> **WHAT TO WORK ON**
Find how many lines of the records below contain the word "glass" and write that number by itself.

> **EXCERPTED RECORDS**
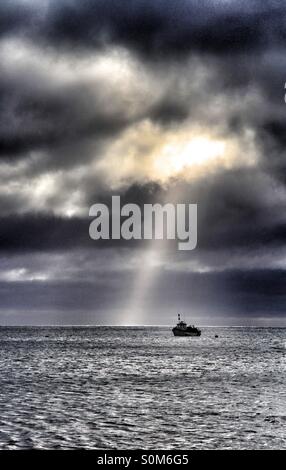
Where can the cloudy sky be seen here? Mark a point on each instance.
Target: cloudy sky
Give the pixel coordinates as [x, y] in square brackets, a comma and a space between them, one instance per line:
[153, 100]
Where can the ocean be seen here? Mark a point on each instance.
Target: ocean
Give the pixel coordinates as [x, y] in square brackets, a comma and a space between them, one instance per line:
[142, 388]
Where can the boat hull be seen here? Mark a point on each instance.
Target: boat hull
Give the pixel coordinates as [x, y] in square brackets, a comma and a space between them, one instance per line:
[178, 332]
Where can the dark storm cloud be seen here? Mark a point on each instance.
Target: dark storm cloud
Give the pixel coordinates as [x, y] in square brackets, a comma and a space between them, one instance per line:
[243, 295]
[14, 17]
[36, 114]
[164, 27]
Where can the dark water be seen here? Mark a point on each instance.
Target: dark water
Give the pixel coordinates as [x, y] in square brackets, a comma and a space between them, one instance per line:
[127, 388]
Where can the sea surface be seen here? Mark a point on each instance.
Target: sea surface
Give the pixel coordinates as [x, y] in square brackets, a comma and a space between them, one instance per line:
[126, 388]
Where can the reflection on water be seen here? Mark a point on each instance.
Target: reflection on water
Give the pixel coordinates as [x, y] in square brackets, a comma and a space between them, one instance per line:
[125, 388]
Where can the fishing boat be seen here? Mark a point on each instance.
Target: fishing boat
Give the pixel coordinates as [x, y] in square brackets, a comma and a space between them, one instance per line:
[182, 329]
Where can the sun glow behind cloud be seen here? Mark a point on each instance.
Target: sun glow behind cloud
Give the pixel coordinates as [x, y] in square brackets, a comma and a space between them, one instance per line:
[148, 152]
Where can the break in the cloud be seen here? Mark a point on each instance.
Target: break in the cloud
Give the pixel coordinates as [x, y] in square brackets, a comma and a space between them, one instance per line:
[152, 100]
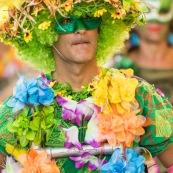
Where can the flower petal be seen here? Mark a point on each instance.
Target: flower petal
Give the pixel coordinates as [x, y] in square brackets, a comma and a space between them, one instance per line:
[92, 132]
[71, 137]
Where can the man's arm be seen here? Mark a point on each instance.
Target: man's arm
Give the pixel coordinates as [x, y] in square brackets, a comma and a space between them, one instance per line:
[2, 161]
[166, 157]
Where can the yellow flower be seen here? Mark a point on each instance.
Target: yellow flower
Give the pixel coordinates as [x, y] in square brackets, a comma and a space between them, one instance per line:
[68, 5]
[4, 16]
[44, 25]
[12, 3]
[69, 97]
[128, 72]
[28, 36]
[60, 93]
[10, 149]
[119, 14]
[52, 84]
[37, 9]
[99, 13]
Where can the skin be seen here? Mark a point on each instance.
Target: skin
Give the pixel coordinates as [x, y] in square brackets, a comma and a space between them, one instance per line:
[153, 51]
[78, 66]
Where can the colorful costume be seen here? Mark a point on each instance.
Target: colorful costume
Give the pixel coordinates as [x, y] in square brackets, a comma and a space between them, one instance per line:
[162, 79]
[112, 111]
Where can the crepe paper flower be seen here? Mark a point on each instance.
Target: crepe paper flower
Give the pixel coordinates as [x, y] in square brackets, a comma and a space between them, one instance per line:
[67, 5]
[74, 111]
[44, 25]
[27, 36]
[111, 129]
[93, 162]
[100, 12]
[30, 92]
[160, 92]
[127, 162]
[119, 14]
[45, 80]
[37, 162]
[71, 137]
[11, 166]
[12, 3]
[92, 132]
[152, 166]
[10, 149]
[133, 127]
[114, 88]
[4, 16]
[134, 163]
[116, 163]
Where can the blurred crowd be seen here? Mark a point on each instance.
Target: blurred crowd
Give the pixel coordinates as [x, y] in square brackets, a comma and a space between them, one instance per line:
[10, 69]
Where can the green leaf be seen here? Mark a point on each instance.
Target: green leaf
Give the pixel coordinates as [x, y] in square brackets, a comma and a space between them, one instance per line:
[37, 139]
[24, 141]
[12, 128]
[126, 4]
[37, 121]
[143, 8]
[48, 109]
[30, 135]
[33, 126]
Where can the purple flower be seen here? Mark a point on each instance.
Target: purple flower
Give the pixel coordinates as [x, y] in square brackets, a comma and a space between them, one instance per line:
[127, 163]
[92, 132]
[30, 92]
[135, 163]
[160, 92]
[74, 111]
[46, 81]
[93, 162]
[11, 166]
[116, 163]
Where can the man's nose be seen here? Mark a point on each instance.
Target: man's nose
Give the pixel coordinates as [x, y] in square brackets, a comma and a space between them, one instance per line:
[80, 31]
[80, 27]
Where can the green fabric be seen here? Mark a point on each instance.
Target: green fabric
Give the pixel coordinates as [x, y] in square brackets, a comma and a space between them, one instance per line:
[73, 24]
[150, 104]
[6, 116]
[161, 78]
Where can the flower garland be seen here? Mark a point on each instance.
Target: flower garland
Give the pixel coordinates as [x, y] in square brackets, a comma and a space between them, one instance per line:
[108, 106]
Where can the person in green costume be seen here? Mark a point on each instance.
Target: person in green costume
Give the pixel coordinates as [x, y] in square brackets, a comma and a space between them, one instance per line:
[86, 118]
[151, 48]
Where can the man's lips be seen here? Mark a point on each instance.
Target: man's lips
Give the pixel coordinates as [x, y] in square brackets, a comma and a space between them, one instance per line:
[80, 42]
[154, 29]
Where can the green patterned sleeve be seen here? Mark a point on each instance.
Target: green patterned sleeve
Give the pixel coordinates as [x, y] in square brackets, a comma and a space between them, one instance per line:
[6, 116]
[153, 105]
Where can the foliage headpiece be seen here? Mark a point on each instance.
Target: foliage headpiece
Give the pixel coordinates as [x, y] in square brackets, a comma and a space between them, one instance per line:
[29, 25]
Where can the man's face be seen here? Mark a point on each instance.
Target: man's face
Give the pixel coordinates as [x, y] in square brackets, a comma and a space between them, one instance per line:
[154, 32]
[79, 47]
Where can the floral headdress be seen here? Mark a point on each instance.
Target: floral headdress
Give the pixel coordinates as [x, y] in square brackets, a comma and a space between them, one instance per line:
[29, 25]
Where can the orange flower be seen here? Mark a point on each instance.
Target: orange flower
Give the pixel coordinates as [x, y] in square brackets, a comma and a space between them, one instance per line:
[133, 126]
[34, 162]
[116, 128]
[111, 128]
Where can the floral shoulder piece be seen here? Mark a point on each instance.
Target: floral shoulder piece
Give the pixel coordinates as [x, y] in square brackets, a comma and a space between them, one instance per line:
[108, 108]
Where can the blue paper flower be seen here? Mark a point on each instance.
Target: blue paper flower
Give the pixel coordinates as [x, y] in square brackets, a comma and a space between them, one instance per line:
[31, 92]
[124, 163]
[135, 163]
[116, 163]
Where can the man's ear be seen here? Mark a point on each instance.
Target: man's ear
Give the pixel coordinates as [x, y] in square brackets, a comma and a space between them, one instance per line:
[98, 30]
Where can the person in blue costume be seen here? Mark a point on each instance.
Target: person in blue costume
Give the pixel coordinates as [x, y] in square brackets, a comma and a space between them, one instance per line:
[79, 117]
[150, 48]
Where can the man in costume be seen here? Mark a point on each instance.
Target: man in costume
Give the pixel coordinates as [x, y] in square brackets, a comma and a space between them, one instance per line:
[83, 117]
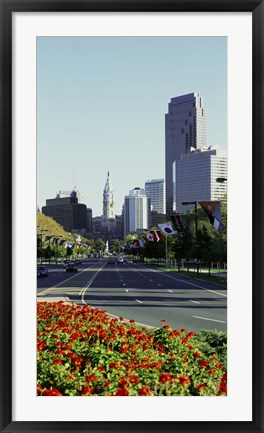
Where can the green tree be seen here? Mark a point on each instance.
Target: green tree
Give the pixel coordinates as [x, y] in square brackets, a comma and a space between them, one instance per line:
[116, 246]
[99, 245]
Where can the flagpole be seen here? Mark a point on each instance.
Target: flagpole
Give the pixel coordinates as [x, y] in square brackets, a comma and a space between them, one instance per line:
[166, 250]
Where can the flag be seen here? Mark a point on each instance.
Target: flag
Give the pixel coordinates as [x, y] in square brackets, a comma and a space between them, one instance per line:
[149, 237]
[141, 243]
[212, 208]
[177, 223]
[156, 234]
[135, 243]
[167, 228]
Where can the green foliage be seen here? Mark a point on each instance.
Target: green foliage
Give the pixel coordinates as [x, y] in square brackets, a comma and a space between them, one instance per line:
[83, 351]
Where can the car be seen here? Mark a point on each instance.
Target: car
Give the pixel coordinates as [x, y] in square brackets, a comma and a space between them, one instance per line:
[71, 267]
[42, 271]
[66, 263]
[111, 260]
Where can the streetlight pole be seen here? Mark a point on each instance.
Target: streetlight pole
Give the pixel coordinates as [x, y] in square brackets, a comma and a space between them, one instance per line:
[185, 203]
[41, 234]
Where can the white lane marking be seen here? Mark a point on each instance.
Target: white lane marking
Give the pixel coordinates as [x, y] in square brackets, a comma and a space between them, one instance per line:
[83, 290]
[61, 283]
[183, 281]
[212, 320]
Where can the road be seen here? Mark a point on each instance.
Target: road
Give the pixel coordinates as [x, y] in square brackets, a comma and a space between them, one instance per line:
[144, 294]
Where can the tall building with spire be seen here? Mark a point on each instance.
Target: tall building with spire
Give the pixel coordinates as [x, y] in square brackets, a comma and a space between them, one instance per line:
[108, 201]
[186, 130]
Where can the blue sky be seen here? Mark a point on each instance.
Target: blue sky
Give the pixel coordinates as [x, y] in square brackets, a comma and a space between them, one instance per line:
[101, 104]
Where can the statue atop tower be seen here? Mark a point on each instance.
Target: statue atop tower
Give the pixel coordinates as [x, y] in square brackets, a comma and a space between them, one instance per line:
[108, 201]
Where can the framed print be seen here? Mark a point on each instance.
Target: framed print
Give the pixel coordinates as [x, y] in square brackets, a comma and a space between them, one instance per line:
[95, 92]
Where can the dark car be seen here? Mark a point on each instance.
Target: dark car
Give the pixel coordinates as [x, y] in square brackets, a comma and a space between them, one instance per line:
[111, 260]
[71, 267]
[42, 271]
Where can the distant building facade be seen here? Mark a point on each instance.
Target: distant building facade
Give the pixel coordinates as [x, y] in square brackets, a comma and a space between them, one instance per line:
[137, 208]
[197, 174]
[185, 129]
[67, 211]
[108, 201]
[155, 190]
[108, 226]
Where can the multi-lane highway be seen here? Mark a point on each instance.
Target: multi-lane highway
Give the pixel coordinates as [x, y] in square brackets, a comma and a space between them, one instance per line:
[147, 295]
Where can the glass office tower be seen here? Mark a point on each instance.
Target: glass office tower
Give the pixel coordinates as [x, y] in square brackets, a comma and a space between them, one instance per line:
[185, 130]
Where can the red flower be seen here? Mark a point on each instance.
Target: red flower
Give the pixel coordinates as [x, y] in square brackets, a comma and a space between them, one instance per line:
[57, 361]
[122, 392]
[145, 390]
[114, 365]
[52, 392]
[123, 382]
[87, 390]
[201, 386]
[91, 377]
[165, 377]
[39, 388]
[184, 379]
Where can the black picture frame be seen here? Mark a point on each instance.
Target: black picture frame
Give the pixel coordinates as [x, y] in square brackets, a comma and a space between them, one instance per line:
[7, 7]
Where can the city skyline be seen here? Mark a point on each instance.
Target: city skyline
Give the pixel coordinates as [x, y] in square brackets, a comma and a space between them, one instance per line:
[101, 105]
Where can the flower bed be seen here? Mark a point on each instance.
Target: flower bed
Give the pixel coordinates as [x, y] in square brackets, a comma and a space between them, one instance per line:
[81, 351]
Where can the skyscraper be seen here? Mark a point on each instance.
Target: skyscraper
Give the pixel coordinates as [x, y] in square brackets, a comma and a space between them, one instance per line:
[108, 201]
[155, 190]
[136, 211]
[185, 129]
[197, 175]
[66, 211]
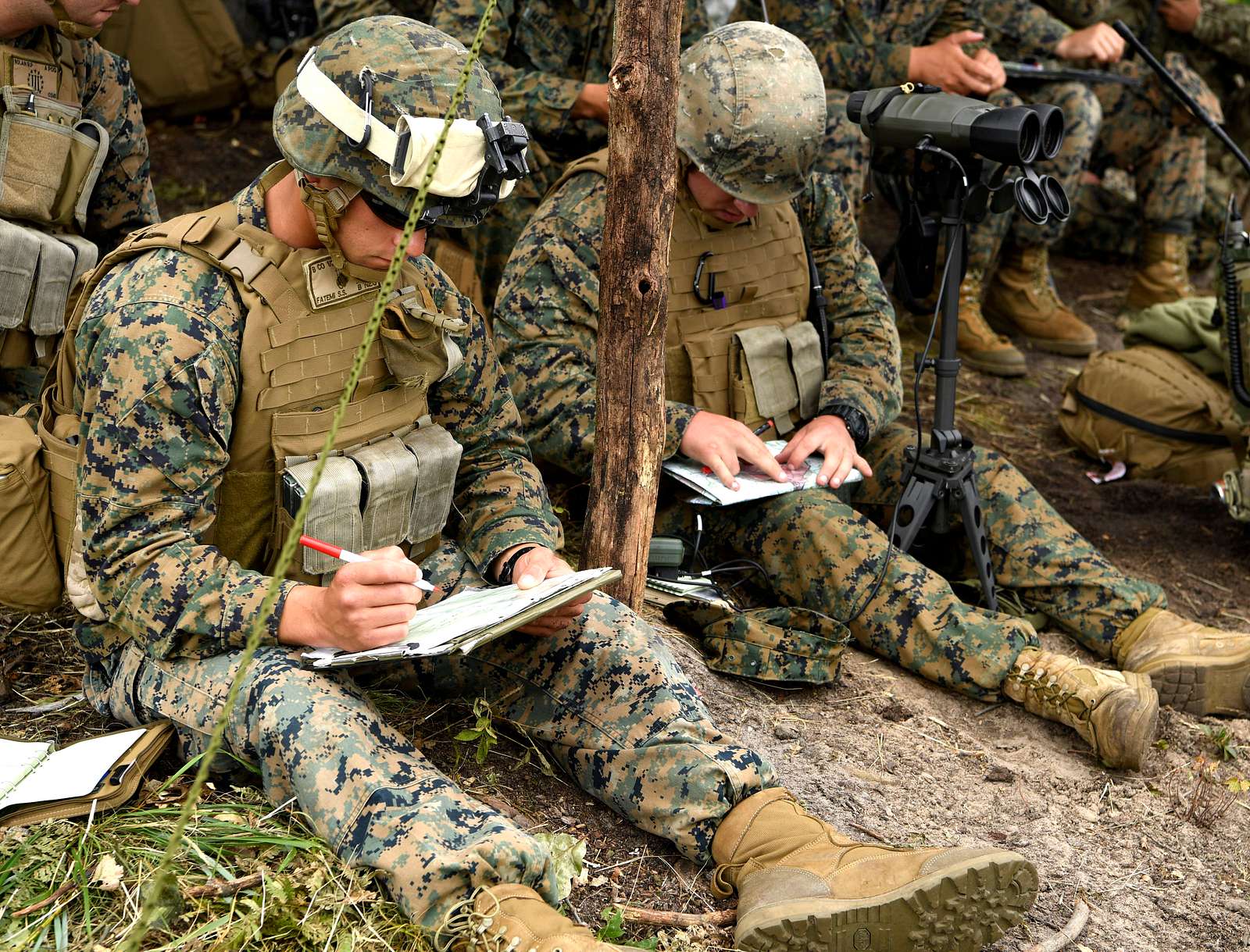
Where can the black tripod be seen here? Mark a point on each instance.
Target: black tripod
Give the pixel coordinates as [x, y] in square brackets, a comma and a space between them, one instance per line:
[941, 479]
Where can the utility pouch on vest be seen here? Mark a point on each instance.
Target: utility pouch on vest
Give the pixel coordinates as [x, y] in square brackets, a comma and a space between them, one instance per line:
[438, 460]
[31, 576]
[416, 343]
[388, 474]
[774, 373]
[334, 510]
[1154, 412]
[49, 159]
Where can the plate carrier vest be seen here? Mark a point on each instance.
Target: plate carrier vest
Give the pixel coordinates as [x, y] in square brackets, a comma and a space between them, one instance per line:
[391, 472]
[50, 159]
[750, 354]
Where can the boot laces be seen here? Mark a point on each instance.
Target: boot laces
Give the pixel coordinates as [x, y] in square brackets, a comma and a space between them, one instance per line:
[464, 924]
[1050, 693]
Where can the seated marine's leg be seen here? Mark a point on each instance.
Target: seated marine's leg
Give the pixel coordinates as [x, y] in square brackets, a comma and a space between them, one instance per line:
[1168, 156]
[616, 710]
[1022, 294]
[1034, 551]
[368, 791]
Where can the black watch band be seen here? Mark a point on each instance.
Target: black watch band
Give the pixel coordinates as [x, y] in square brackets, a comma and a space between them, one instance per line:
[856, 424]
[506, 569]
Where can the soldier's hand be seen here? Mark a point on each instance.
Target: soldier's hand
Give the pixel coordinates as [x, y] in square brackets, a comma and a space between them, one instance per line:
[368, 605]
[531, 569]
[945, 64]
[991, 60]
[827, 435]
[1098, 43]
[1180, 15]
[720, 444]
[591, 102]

> **EXERCISE SOLUTION**
2